■ **Work instructions**
Would you output the whole of the data exactly?

[Collected data entries]
·····

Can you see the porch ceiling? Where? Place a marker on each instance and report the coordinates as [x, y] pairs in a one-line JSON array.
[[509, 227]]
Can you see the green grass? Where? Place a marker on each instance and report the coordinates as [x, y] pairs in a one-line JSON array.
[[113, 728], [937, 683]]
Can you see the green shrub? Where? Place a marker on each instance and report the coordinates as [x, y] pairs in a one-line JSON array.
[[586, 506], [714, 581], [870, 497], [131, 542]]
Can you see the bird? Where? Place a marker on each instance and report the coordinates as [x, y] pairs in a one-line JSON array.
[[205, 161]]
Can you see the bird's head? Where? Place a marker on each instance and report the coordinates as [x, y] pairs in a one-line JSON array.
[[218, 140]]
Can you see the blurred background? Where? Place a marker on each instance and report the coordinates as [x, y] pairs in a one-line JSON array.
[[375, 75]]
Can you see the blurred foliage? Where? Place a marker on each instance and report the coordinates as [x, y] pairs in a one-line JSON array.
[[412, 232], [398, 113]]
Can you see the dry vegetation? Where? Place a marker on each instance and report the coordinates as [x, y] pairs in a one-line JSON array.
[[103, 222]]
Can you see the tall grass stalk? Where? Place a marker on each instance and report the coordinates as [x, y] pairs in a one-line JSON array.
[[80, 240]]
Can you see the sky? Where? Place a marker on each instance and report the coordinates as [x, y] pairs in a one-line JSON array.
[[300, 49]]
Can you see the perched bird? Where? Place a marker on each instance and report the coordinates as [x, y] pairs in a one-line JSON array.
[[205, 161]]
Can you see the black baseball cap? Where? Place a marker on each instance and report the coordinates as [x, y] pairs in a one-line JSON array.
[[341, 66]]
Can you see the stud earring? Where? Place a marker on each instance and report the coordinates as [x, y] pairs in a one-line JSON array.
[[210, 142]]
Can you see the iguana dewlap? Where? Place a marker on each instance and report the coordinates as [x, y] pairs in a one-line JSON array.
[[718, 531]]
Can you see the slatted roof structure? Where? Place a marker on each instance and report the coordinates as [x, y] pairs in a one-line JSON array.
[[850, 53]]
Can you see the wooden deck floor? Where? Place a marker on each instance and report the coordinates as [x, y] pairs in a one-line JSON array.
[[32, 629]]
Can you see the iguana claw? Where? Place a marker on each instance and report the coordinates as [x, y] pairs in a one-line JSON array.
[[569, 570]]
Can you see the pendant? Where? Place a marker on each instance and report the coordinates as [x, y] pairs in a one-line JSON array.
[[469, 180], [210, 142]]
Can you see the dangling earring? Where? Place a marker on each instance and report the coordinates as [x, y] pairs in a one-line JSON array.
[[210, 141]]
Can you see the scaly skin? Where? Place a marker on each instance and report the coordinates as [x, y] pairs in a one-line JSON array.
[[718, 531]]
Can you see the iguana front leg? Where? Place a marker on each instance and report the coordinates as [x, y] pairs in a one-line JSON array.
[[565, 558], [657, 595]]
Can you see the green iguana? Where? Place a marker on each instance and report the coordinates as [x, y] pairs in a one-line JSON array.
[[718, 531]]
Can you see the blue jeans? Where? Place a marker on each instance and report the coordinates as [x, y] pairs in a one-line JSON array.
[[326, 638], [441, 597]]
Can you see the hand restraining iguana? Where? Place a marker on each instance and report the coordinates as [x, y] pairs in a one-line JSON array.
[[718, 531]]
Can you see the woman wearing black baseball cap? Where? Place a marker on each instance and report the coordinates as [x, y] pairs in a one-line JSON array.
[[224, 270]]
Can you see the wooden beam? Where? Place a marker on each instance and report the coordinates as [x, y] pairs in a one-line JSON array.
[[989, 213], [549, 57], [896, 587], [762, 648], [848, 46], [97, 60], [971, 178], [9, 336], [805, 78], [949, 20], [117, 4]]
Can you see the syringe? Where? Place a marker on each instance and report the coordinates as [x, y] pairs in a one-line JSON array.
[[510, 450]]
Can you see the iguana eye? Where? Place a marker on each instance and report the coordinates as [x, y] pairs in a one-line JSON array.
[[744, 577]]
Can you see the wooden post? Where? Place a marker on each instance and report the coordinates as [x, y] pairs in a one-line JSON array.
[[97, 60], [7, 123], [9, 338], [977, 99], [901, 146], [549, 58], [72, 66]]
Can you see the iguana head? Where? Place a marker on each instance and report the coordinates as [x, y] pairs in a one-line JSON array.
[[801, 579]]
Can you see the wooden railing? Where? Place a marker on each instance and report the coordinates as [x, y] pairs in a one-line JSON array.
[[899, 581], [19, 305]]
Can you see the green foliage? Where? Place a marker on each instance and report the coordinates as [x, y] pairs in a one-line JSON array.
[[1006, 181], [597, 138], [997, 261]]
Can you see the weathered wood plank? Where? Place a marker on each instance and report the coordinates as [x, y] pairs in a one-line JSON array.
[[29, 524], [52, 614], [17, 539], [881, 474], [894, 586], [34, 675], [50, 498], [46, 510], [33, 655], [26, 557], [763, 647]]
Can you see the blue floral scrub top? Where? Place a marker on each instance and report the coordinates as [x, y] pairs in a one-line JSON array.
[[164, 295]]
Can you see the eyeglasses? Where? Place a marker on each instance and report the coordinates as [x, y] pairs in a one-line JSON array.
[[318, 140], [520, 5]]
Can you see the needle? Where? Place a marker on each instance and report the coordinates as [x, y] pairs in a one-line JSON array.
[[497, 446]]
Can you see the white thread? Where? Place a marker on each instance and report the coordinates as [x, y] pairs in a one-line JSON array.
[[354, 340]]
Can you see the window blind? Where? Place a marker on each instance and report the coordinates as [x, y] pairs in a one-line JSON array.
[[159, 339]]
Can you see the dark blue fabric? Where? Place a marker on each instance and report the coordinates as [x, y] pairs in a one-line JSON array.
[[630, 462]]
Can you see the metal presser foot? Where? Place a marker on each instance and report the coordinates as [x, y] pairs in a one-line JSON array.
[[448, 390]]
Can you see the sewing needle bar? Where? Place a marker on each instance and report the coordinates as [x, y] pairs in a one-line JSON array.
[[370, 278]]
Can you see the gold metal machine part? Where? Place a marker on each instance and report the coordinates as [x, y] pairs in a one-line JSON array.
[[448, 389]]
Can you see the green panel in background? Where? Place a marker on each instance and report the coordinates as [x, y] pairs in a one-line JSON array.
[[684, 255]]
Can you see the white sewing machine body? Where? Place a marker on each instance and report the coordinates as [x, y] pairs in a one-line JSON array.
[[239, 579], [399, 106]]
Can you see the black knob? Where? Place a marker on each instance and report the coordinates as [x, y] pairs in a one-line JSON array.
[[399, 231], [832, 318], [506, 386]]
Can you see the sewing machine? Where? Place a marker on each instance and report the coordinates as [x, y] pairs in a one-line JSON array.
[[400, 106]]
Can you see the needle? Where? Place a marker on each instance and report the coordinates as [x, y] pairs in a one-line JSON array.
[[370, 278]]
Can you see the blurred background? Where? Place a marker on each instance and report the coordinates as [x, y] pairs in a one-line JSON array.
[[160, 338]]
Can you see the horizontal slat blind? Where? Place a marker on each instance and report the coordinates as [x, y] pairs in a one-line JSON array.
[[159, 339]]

·····

■ **Expected answer**
Can you see the porch ceiling? Where? Place a marker on each instance and report the coordinates as [x, y] pairs in a one-line JSON array.
[[509, 227]]
Can you see the green grass? Where? Place a marker on each instance and report the coordinates as [x, y] pairs in a one-line JSON array.
[[113, 728], [937, 683]]
Can you see the green shrub? Where? Place a marker on each instance and report the coordinates as [x, y] pairs in a one-line JSON array.
[[586, 506], [714, 581], [870, 497], [131, 542]]
Can you see the bird? Where? Place a marker on each instance and report the coordinates as [x, y] pairs in a one-line JSON array.
[[205, 161]]
Can you see the bird's head? Where? Place a marker on each instance and report the coordinates as [x, y] pairs in a one-line JSON array.
[[218, 140]]
Can you see the blurred background? Where? Place a marker on each instance and report the coordinates as [x, y] pairs in a one-line JSON array.
[[375, 75]]
Can you see the blurred foliage? Where? Place a marker on each instance and report the coordinates as [x, y] pairs in a one-line JSON array.
[[412, 232], [398, 113]]
Can you see the dry vegetation? Where? Place a marker on each instance and report the coordinates as [x, y] pairs in a one-line JSON array.
[[103, 222]]
Can you see the tall grass stalk? Where? Place a marker on each instance and report the coordinates as [x, y] pairs in a one-line JSON array.
[[80, 240]]
Can you see the sky? Where? Place a marker on each instance and report the coordinates as [x, y] pairs in a one-line JSON array.
[[300, 49]]
Can you see the perched bird? Where? Place a marker on each instance and report the coordinates as [x, y] pairs in a one-line JSON array.
[[205, 161]]
Can you see the black baseball cap? Where? Place a marker on each instance and report the coordinates as [x, y] pairs in a one-line JSON array.
[[341, 66]]
Can you see the stud earring? Where? Place a marker on each instance and report the coordinates as [x, y] pairs in a one-line JSON array.
[[210, 142]]
Can you see the iguana dewlap? Where? Place a marker on each instance and report the coordinates as [x, y] pairs in a one-line JSON array.
[[718, 531]]
Can you see the slatted roof structure? Where? Place a marker on each instance and report the coordinates as [x, y] pairs in a one-line JSON array.
[[850, 53]]
Can you see the wooden deck floor? Where? Place a marker on each instance and report the coordinates as [x, y] pairs in a one-line JSON array.
[[32, 629]]
Can you see the iguana claw? Where? Place a marker on each instance and report the coordinates as [x, y] pairs in a one-line JSON array.
[[569, 570]]
Can you see the pendant? Where? Place a marker on each instance and report the coordinates as [x, y] pairs in a one-line JSON array.
[[469, 180], [210, 142]]
Can you see the dangling earring? Where? Place a marker on each instance and report the coordinates as [x, y] pairs in a one-line JSON array.
[[210, 141]]
Can you see the scaly skin? Where? Place a marker on each instance and report the coordinates as [x, y] pairs in a one-line JSON array.
[[718, 531]]
Can you see the iguana front leg? Where? Place a marker on each instance and report the coordinates as [x, y] pairs in a one-line JSON array.
[[565, 558], [657, 595]]
Can you see the green iguana? Where? Place a marker on each instance and report the coordinates as [x, y] pairs in a one-line JSON array.
[[718, 531]]
Can you see the blue jeans? Where? Place a marker on each instance and report the coordinates as [x, y] pairs in a one-line JSON array.
[[326, 638], [441, 597]]
Can you see the hand restraining iguana? Where? Place a marker on each instance and report the coordinates as [x, y] pairs in a one-line JSON array.
[[718, 531]]
Can you see the woman wearing black baseball cap? Where? Place a marker on each instance and report the coordinates as [x, y] pairs in a one-line JSON array.
[[224, 270]]
Can you see the wooden beam? Where? Place a marker on each instance and report the coordinates as [x, y] pairs in a one-line JSON array.
[[989, 213], [549, 57], [896, 587], [762, 648], [848, 46], [97, 60], [971, 178], [9, 336], [805, 78], [949, 20], [117, 4]]
Can you see the syringe? Where? Place a marker on each instance and report the coordinates as [x, y] pairs in a one-line JSON array.
[[510, 450]]
Can you see the iguana eye? Where? Place a marker on each instance and report the coordinates as [x, y] pairs in a one-line JSON array.
[[744, 577]]
Can you see the wooden post? Where? Place a marker on each instance and report the coordinates as [x, y] pairs in a one-line JSON array.
[[97, 60], [7, 123], [9, 338], [977, 99], [901, 146], [549, 58], [72, 66]]
Can you see the iguana head? Where? Place a marker on each instance and report the coordinates as [x, y] pairs in a one-line JSON array.
[[801, 579]]
Can you see the wooden railing? Where? Place a marker on each instance and report the coordinates as [x, y] pairs in a one-line JSON array.
[[899, 581], [19, 305]]
Can you see the green foliage? Where? Place a marker on each instance and report the coordinates as [x, y] pairs in a one-line JSON array.
[[1006, 181], [597, 138], [997, 261]]
Can you see the weathered wood plank? Where? Place a marker on each instance and report the coordinates as [x, y] pairs in a one-line JSON array.
[[29, 524], [52, 614], [17, 539], [881, 474], [894, 586], [34, 675], [50, 498], [46, 510], [33, 655], [26, 557], [763, 647]]
Can you see the blue floral scrub top? Where? Place a marker on each instance and report the coordinates as [x, y] pairs in a one-line JSON array.
[[164, 295]]
Can you see the eyeglasses? Where? Place a marker on each instance and report the coordinates as [x, y] pairs in a one-line JSON array.
[[318, 140], [520, 5]]
Can you see the needle? Where? Place a marker on each instance and report the coordinates as [x, y] pairs in a one-line JSON array.
[[497, 446]]
Can you see the white thread? Where? Place a marker on each instance and report the coordinates as [x, y] pairs in a one-line JSON array.
[[354, 340]]
Can you see the window blind? Where? Place a marker on each instance and report the coordinates as [x, y] pairs in a one-line JSON array.
[[159, 339]]
Can you see the dark blue fabric? Where? Place a marker on each instance and report the coordinates as [x, y] pairs in a one-line JSON array.
[[630, 462]]
Can you see the metal presser foot? Where? Place a marker on each instance and report the coordinates as [x, y] pairs in a one-line JSON array.
[[448, 390]]
Can you see the sewing needle bar? Where? Place a marker on each instance and report the coordinates as [x, y] pairs in a one-line JSON array.
[[370, 278]]
Can you see the gold metal machine part? Where? Place a marker on each instance and report the coordinates as [x, y] pairs in a one-line JSON array.
[[448, 389]]
Can you see the green panel in background? Where? Place a marker on each instance and report the coordinates as [x, y] pairs in a one-line JSON array.
[[684, 255]]
Can you see the white sewing machine body? Where? Place a marker on each instance and report the coordinates as [x, y] pairs in a one-line JSON array.
[[239, 579], [399, 106]]
Can you see the black knob? Where? Place a marker on each instance and report the coordinates as [x, y] pairs in a one-line JSON array.
[[399, 231], [832, 318], [506, 386]]
Can you see the sewing machine? Where? Place a marker on each instance and report the coordinates as [x, y] pairs in a one-line JSON array.
[[400, 106]]
Can you see the needle? Where? Place a marker on each instance and report the coordinates as [x, y] pairs in a one-line JSON array.
[[370, 278]]
Can you see the blurred background? Where? Place a marker on each instance and report the coordinates as [x, y] pairs in a one-line JSON array.
[[160, 338]]
Can you see the horizontal slat blind? Where? Place a marker on each instance and report the coordinates as [x, y] pairs in a one-line JSON array.
[[159, 339]]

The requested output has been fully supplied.